● Passage shown
A member of a special parliamentary committee to counter the coronavirus in Iraq is predicting a “catastrophe”, as warnings mount over lack of compliance with containment measures.
But Mustafa Al Kadhimi, the Iraqi Prime Minister, struck a cautiously optimistic note on Sunday, saying Iraq could still avoid complete loss of control in the fight against the pandemic.
Scepticism of official data on the spread of coronavirus is widespread in Iraq.
The Health Ministry on Sunday announced the biggest single daily jump in cases to 308, for a total of 4,200 infections.
Crisis Cell member Ali Al Lami said that Iraq “will be subjected to a big catastrophe".
The Iraqi Parliament formed the 24-member Crisis Cell in March to monitor government strategy against the coronavirus and propose solutions to the executive branch.
“A high number of cases could be recorded because of lack of adherence to health ministry measures and to the curfews,” Mr Al Lami said.
The authorities should take “strict action against the violators”, he said.
Mr Al Lami said an open-ended curfew across the country should be imposed, beyond the curfew for Eid Al Fitr focusing on Baghdad.

● Work order
Decide whether each statement agrees with the Iraq coronavirus report, answering yes or no and quoting the words of the report that settle it: 1. The Crisis Cell set up by the Iraqi Parliament has 24 members. 2. The Iraqi Prime Minister predicted a catastrophe. 3. Ali Al Lami called for a curfew covering only Baghdad.

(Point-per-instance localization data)
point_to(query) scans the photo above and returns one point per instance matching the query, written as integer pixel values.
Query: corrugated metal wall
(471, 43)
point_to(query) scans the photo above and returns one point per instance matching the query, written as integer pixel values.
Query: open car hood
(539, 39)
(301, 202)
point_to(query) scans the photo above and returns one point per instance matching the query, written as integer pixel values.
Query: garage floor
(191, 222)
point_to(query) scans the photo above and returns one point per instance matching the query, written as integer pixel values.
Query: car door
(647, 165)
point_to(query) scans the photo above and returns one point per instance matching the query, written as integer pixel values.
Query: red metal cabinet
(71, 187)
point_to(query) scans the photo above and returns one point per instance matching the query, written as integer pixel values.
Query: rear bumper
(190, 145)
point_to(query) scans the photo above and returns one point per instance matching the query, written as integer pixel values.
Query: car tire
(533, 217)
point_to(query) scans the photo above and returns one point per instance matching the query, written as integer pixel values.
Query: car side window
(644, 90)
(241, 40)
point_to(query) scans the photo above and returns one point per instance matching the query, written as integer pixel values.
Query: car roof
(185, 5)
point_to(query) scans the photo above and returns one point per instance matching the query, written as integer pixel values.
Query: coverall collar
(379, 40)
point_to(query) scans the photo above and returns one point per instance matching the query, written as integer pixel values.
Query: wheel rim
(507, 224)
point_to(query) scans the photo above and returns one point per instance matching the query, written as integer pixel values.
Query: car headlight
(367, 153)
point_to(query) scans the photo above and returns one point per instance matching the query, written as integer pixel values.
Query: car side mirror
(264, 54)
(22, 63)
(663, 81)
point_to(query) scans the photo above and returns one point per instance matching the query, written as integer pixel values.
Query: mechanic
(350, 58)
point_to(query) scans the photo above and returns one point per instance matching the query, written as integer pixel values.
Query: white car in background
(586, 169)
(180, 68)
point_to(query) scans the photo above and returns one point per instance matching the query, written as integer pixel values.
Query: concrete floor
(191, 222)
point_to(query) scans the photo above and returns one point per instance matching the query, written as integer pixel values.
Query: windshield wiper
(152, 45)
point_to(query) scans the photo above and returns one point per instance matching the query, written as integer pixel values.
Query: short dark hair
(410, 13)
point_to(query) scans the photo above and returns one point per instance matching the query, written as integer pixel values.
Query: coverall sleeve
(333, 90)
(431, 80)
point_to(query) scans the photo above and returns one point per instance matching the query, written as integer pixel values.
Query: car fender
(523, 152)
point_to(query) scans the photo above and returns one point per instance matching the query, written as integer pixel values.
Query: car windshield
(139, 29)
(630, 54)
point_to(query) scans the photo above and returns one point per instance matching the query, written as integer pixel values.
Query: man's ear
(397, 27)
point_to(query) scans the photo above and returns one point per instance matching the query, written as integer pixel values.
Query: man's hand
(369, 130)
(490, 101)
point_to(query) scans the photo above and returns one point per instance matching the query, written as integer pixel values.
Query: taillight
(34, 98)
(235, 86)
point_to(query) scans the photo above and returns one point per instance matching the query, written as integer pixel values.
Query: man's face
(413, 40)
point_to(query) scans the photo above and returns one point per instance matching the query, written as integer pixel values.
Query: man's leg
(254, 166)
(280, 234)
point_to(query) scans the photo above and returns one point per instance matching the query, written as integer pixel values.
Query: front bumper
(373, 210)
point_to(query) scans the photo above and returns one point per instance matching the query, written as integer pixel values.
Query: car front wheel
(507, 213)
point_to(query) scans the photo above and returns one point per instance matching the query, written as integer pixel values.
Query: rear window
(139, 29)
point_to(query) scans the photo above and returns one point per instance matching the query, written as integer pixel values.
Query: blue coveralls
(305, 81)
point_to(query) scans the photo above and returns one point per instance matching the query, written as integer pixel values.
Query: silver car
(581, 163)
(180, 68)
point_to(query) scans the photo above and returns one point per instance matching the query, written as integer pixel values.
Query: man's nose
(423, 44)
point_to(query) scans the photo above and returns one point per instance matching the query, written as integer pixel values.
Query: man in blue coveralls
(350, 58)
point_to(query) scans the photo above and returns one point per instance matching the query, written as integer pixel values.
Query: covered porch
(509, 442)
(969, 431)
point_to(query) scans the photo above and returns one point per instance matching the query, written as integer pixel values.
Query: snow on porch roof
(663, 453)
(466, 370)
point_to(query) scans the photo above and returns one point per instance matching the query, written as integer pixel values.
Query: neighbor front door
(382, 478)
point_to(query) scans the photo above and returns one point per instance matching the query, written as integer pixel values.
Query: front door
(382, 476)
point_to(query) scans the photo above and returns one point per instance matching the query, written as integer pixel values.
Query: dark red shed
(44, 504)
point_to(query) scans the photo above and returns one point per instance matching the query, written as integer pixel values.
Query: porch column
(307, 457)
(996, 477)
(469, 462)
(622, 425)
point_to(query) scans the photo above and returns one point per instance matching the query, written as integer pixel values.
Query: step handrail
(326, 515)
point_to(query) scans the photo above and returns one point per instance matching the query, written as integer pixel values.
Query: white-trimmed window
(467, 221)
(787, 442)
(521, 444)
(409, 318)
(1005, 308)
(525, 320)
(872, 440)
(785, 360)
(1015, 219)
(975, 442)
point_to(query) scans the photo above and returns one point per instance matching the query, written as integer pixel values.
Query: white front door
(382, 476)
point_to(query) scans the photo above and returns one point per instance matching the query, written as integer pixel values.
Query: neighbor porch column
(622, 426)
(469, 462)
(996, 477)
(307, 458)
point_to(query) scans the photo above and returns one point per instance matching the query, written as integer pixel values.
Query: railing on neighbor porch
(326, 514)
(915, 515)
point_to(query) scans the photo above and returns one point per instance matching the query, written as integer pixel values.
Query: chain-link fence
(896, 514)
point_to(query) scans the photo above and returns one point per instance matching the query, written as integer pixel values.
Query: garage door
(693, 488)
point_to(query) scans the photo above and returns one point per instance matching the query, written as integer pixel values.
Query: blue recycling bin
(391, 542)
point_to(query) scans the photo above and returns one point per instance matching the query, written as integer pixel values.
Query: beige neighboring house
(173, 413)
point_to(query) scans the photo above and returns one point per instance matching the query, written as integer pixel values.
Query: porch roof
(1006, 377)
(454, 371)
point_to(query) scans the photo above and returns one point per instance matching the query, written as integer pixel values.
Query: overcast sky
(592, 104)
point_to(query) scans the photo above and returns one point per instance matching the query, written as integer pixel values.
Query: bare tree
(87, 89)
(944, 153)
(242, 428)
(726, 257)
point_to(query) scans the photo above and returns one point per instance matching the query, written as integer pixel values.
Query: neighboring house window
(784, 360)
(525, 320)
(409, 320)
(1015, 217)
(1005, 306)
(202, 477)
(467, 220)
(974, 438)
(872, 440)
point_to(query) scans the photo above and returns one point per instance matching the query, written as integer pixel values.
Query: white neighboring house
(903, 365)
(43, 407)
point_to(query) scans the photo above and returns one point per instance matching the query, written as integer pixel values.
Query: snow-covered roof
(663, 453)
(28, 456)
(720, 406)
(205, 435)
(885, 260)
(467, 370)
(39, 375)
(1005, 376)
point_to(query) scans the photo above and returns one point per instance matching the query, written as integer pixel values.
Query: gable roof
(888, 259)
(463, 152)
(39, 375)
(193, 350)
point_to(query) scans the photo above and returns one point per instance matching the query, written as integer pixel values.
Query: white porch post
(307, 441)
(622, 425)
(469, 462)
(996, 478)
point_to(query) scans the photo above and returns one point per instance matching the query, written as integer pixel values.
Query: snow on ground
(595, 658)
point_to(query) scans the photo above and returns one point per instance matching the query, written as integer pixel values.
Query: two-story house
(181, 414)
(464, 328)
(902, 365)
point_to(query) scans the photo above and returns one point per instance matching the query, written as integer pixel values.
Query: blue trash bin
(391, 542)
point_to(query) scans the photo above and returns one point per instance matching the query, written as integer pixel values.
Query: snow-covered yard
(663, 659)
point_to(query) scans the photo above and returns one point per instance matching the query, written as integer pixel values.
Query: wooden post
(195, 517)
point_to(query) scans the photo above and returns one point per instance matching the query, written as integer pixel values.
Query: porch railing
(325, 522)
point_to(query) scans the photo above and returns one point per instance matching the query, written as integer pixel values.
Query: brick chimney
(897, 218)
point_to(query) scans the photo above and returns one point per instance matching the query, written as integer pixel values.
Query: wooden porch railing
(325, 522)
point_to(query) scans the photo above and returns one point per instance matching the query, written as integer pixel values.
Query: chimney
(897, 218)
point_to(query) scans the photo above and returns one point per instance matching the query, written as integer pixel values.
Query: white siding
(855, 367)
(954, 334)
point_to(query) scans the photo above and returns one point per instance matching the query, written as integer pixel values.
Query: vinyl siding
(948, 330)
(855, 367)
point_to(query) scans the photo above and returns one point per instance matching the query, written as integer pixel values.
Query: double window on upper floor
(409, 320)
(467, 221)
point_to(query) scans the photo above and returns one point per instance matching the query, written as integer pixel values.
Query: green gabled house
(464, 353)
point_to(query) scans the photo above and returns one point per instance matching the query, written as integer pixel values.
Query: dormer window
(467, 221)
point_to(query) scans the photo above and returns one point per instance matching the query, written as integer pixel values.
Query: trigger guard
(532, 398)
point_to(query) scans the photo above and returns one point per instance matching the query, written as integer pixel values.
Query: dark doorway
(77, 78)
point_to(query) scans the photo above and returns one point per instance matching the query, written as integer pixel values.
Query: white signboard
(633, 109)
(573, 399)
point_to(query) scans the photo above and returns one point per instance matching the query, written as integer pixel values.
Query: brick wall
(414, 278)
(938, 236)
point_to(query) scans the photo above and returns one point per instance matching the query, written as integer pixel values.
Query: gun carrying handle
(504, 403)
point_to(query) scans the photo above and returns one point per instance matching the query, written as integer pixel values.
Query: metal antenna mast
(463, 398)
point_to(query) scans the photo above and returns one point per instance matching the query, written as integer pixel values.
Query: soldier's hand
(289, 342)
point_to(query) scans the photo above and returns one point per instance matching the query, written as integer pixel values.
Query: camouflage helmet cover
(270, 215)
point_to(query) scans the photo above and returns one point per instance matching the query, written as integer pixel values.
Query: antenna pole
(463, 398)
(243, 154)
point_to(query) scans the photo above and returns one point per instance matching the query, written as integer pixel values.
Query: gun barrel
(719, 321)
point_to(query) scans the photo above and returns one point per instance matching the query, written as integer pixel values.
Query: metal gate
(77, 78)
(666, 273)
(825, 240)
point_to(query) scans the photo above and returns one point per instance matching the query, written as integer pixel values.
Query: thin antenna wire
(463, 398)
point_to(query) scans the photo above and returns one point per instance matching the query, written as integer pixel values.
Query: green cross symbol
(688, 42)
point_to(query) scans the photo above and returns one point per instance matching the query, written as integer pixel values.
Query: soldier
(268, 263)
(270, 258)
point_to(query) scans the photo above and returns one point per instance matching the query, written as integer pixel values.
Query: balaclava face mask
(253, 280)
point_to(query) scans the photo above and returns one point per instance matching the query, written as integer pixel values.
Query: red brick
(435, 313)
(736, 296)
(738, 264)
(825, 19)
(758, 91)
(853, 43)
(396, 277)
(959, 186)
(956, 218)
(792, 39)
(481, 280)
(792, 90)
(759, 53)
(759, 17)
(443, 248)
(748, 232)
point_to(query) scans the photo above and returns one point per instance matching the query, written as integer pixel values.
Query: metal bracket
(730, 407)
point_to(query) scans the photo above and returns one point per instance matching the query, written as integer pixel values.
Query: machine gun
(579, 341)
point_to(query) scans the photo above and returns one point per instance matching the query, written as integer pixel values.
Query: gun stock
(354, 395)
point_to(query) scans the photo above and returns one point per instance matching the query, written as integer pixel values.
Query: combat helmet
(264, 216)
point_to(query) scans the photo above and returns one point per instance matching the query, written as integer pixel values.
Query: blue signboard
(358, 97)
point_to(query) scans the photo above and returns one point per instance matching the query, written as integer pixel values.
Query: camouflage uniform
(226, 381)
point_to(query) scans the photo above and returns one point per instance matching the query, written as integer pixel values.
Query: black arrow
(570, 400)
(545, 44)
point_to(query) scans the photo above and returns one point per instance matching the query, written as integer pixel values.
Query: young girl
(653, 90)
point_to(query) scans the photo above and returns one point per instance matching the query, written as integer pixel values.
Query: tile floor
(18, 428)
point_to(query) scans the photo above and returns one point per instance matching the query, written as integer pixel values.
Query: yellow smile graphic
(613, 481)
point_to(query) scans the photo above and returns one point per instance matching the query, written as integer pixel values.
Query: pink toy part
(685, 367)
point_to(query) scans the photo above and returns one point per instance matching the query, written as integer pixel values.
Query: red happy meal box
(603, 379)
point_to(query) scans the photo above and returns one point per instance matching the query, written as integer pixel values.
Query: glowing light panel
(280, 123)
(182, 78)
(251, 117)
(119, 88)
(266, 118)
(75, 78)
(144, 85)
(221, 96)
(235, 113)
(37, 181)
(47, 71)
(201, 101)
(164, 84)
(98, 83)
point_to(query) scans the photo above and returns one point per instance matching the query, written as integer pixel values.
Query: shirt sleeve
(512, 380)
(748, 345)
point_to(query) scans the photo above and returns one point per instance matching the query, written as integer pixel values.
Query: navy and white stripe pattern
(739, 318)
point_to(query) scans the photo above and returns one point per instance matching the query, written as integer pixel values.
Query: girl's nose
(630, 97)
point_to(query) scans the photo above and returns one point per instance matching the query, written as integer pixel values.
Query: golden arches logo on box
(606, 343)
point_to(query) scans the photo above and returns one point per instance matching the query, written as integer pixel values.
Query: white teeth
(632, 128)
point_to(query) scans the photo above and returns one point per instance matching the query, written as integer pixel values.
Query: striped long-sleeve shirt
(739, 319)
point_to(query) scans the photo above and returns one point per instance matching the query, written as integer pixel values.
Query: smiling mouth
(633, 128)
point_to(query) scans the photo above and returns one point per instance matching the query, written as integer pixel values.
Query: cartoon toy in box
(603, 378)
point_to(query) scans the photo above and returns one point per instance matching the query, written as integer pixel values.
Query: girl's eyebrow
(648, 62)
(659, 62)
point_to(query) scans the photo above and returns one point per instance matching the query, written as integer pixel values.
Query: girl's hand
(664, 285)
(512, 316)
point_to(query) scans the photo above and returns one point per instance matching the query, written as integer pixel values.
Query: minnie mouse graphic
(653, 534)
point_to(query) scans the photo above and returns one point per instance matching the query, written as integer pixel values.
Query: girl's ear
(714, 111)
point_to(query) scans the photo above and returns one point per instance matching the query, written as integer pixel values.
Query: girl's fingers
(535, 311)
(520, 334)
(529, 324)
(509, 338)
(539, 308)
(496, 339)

● Answer for this exercise
1. Yes: "formed the 24-member Crisis Cell in March"
2. No: "struck a cautiously optimistic note on Sunday, saying Iraq could still avoid complete loss of control"
3. No: "an open-ended curfew across the country should be imposed"